Saved data entries:
[Start of section]

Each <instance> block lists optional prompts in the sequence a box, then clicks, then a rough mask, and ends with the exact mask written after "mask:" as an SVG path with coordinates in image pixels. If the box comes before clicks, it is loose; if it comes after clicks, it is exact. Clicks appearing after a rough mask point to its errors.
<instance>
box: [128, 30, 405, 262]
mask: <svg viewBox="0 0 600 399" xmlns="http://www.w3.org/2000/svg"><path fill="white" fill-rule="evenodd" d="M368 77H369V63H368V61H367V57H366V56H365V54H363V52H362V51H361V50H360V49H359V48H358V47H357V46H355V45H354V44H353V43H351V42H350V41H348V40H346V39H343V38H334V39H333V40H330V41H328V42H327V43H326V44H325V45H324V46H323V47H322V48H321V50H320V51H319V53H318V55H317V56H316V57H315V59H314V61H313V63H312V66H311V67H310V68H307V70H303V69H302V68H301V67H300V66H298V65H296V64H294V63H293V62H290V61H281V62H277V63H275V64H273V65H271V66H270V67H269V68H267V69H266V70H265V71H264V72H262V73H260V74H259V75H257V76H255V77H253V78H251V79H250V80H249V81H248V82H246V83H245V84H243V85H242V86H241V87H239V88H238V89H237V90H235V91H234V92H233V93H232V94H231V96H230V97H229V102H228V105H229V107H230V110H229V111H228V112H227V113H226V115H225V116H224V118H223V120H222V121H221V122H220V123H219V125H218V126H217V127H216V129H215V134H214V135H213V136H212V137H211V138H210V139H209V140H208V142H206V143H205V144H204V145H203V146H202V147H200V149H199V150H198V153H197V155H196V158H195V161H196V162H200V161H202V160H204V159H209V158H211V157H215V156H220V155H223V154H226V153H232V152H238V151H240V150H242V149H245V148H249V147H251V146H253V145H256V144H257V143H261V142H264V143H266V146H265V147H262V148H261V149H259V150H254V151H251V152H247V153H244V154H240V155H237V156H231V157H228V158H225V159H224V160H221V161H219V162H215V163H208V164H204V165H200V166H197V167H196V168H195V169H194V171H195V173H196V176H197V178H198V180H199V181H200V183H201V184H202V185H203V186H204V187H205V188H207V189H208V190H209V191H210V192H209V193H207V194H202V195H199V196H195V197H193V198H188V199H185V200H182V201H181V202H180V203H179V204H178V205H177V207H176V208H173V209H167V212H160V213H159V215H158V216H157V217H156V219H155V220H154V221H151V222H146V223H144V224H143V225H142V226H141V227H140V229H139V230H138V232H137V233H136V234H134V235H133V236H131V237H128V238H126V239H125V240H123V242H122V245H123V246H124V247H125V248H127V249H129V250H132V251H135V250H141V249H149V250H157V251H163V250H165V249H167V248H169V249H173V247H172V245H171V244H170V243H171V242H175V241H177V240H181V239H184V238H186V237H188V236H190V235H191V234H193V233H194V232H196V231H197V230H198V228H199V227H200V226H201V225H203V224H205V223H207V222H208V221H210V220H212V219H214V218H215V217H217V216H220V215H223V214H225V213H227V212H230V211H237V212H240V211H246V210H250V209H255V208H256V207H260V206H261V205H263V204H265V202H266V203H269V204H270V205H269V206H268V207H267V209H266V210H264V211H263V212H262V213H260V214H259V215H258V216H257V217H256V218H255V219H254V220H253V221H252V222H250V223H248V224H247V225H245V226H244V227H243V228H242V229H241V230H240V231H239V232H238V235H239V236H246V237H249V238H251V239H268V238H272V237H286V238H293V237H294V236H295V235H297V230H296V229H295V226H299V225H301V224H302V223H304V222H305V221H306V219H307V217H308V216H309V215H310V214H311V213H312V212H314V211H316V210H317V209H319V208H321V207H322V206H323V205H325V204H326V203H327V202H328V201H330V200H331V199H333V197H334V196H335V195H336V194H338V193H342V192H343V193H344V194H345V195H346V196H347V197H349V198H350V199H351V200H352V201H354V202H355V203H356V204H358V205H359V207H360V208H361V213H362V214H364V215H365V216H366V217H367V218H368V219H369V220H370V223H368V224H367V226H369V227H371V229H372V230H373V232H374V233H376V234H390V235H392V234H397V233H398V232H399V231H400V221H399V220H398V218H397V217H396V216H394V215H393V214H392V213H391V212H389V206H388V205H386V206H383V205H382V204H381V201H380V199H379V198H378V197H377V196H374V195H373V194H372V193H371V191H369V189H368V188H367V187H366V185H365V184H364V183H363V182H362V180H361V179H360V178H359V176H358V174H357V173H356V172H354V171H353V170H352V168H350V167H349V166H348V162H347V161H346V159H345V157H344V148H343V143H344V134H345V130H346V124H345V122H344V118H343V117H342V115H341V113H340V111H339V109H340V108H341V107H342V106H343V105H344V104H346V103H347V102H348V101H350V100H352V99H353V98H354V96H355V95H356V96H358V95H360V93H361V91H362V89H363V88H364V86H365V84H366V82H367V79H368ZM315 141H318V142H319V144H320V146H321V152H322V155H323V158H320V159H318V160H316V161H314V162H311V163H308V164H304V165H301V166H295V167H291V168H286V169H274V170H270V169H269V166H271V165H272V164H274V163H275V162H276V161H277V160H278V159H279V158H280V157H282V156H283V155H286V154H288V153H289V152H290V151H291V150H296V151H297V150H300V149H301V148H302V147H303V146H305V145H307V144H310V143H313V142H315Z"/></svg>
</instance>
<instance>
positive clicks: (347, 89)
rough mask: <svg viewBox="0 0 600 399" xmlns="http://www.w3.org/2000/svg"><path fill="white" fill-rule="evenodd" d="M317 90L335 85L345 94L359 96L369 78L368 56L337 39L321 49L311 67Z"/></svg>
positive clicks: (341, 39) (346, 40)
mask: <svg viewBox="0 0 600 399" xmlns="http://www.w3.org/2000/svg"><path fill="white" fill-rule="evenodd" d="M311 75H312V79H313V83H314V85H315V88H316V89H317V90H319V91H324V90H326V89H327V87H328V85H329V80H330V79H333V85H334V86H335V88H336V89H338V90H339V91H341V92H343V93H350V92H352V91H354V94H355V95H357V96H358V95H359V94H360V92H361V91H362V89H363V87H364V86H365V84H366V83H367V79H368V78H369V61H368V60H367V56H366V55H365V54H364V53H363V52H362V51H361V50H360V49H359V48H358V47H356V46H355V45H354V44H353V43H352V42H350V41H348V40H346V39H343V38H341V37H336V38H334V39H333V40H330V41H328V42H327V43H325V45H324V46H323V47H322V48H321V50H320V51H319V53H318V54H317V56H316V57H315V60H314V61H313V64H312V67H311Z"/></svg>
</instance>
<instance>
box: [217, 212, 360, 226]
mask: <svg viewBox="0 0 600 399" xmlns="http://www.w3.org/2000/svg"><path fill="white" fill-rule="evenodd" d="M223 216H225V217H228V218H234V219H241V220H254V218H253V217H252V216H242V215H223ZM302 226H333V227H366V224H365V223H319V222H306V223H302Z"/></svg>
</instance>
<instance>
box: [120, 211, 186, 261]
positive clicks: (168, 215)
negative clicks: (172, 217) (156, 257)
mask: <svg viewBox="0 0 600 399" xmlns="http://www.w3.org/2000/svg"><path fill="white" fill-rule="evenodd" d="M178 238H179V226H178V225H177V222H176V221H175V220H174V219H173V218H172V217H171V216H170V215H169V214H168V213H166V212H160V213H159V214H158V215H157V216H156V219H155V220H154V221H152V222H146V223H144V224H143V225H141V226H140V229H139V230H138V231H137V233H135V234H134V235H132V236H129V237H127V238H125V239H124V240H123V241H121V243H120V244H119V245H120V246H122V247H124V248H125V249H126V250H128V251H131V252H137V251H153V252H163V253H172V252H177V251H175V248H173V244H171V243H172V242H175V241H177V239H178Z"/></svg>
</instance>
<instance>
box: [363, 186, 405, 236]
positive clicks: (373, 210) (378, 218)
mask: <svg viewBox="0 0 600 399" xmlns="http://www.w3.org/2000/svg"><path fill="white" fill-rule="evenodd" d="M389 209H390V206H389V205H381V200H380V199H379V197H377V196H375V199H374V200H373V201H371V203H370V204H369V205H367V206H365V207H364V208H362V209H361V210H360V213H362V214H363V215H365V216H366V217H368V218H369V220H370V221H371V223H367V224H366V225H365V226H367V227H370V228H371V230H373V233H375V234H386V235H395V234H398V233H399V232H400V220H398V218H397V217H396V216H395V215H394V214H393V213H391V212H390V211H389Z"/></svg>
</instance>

[End of section]

* _WHAT IS BEING ASKED_:
The answer should be all lines from the entries above that hold the word "rough".

* _THE ANSWER_:
Each <instance> block lists optional prompts in the sequence a box, then clicks, then a rough mask, and ends with the exact mask written after "mask:" as an SVG path with coordinates in image pixels. If the box comes before clicks, it is loose; if it comes after clicks, it is exact. Clicks appearing after a rough mask point to its errors.
rough mask: <svg viewBox="0 0 600 399" xmlns="http://www.w3.org/2000/svg"><path fill="white" fill-rule="evenodd" d="M317 90L335 85L345 94L359 96L369 78L368 56L337 39L321 49L311 67Z"/></svg>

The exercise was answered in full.